[STATED EXERCISE] Repeat every line of the items below with no changes.

[Stored data]
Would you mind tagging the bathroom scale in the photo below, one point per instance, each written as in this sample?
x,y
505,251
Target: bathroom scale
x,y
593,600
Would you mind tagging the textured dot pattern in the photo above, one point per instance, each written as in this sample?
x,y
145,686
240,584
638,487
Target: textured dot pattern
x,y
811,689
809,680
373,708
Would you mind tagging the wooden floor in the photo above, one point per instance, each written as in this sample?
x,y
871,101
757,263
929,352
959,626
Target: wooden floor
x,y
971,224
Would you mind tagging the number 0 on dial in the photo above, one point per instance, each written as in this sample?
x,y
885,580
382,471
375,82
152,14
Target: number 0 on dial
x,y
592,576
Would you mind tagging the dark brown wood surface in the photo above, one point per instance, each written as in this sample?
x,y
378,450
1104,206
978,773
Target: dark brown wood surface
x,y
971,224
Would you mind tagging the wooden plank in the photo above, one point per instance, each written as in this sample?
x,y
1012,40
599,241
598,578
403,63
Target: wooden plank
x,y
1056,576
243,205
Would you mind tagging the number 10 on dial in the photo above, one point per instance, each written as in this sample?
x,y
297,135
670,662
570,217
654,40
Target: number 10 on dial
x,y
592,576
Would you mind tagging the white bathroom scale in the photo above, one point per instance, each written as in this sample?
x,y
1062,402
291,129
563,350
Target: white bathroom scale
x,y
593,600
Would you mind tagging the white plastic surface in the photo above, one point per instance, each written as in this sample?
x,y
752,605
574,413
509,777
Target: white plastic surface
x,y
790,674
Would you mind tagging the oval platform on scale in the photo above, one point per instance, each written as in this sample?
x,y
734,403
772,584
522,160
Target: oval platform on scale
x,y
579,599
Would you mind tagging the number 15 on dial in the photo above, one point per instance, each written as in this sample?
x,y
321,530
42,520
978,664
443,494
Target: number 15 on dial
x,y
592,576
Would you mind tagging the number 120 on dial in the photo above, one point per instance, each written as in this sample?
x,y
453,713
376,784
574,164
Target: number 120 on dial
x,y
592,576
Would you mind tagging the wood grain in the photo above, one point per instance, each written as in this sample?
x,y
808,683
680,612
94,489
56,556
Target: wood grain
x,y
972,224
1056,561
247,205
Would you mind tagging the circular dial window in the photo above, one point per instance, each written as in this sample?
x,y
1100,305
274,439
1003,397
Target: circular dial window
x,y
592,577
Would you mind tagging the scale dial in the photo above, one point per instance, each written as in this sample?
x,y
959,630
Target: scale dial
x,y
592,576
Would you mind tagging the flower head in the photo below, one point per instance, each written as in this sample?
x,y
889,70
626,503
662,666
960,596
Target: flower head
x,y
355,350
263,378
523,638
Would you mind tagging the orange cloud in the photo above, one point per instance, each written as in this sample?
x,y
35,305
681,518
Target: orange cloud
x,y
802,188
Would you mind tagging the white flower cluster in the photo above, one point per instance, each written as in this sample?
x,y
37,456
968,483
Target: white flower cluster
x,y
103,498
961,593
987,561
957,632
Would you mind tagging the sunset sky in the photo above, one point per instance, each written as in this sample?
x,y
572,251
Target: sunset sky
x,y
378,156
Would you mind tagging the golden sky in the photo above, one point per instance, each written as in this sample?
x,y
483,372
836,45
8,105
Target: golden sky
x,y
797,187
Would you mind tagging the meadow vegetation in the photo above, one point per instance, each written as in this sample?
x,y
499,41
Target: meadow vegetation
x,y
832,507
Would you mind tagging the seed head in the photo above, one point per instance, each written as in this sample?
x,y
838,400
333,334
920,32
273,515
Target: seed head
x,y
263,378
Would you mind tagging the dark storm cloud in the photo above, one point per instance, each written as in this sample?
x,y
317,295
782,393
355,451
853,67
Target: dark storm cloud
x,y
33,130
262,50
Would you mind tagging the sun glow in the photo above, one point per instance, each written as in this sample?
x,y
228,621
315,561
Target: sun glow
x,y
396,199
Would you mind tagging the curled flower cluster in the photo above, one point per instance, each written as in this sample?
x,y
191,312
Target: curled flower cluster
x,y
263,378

[FULL OUTPUT]
Would you mind tagging the bathroom scale in the photo below, one point per instance, each written as in this sample?
x,y
505,251
Target: bathroom scale
x,y
593,600
Would you mind tagging the textured dot pattern in the photo above, one point per instance, each written as in this sample?
x,y
145,686
240,584
638,487
Target: textured dot pattern
x,y
811,689
809,680
373,708
Would you mind tagging the wooden floor in the photo above, one point per instance, each written as in this sample?
x,y
871,101
757,263
929,352
959,626
Target: wooden floor
x,y
971,224
Would you mind tagging the number 0 on dial in the photo above, one point per instance, each written as in this sample?
x,y
885,580
382,471
375,82
152,14
Target: number 0 on dial
x,y
592,576
Would you mind tagging the dark brown wood surface in the photo above, one point per instance, each written as in this sample?
x,y
378,450
1104,206
978,773
Target: dark brown wood surface
x,y
971,224
Would you mind tagging the wooden plank in the photo above, one point per instance, each written as in this sample?
x,y
1012,40
599,241
598,578
403,63
Target: wooden plank
x,y
1056,576
243,205
Would you mind tagging the number 10 on dial in the photo above, one point per instance, each written as in this sample?
x,y
297,135
670,662
570,217
654,40
Target: number 10 on dial
x,y
592,576
Would you mind tagging the white bathroom scale in the photo above, one point per instance, each written as in this sample?
x,y
1062,402
291,129
563,350
Target: white bathroom scale
x,y
593,600
Would you mind tagging the white plastic surface in the photo above, one point per instance, each written as in this sample?
x,y
752,605
574,413
509,777
Target: white plastic surface
x,y
790,674
Would you mind tagging the oval platform on scale in the photo above, one point per instance, each written as in this sample?
x,y
734,403
772,584
522,160
Target: oval platform on scale
x,y
579,599
Would you mind tagging the number 15 on dial in the photo above, one point per instance, each written as in this sample?
x,y
321,530
42,520
978,664
443,494
Target: number 15 on dial
x,y
592,576
Would you mind tagging the number 120 on dial in the photo above, one point per instance, each written as in this sample?
x,y
453,713
376,784
574,164
Target: number 120 on dial
x,y
592,576
Would you mind tagging the wood grain in the photo above, one point per instance, each written as in this sample?
x,y
808,683
680,612
94,489
56,556
Target: wood grain
x,y
972,224
1056,561
247,205
Would you mind tagging the circular dial window in the photo above, one point per instance, each written as in this sample?
x,y
1100,305
274,439
1003,397
Target: circular dial window
x,y
592,577
Would you mind tagging the scale dial in the photo above, one point per instance, each written as in this sample?
x,y
959,630
Target: scale dial
x,y
592,576
Would you mind tagging the flower head in the photo below, one point per instance, each written as in this sample?
x,y
889,70
626,503
662,666
960,596
Target: flower head
x,y
355,350
263,378
523,638
Would you mind tagging the orange cloud in the photo above, one point per instance, each written as in this sample?
x,y
35,305
681,518
Target: orange cloud
x,y
802,188
Would you mind tagging the white flower cluster in the photo above, one point per instance, each written as in this sample?
x,y
37,456
968,483
Target: white flower cluster
x,y
103,498
961,593
987,561
957,632
Would you mind tagging the sunset sky in the photo above, one point per instance, each written as in this sample?
x,y
572,251
Target: sunset sky
x,y
378,156
Would you mind tagging the golden sky in the photo above, one point per instance, each written as in this sample?
x,y
483,372
836,45
8,105
Target: golden sky
x,y
797,187
Would you mind tagging the meadow vegetation in the photo above, one point per instance, each written as in this sample?
x,y
499,41
Target: meadow vegetation
x,y
832,507
Would you mind tagging the seed head in the photo above, one point per instance, each written as in this sample?
x,y
838,400
333,334
920,32
273,515
Target: seed head
x,y
263,378
Would you mind tagging the dark storm cloud in the photo above, one point per instance, each written as in this sample?
x,y
317,295
782,393
355,451
853,67
Target: dark storm cloud
x,y
33,130
262,50
Would you mind tagging the sun glow in the photo above, one point per instance, each written as in this sample?
x,y
228,621
315,561
Target: sun glow
x,y
396,199
Would you mind tagging the curled flower cluster in the photo above, one point per instance, each written as in this sample?
x,y
191,312
Target: curled flower cluster
x,y
263,378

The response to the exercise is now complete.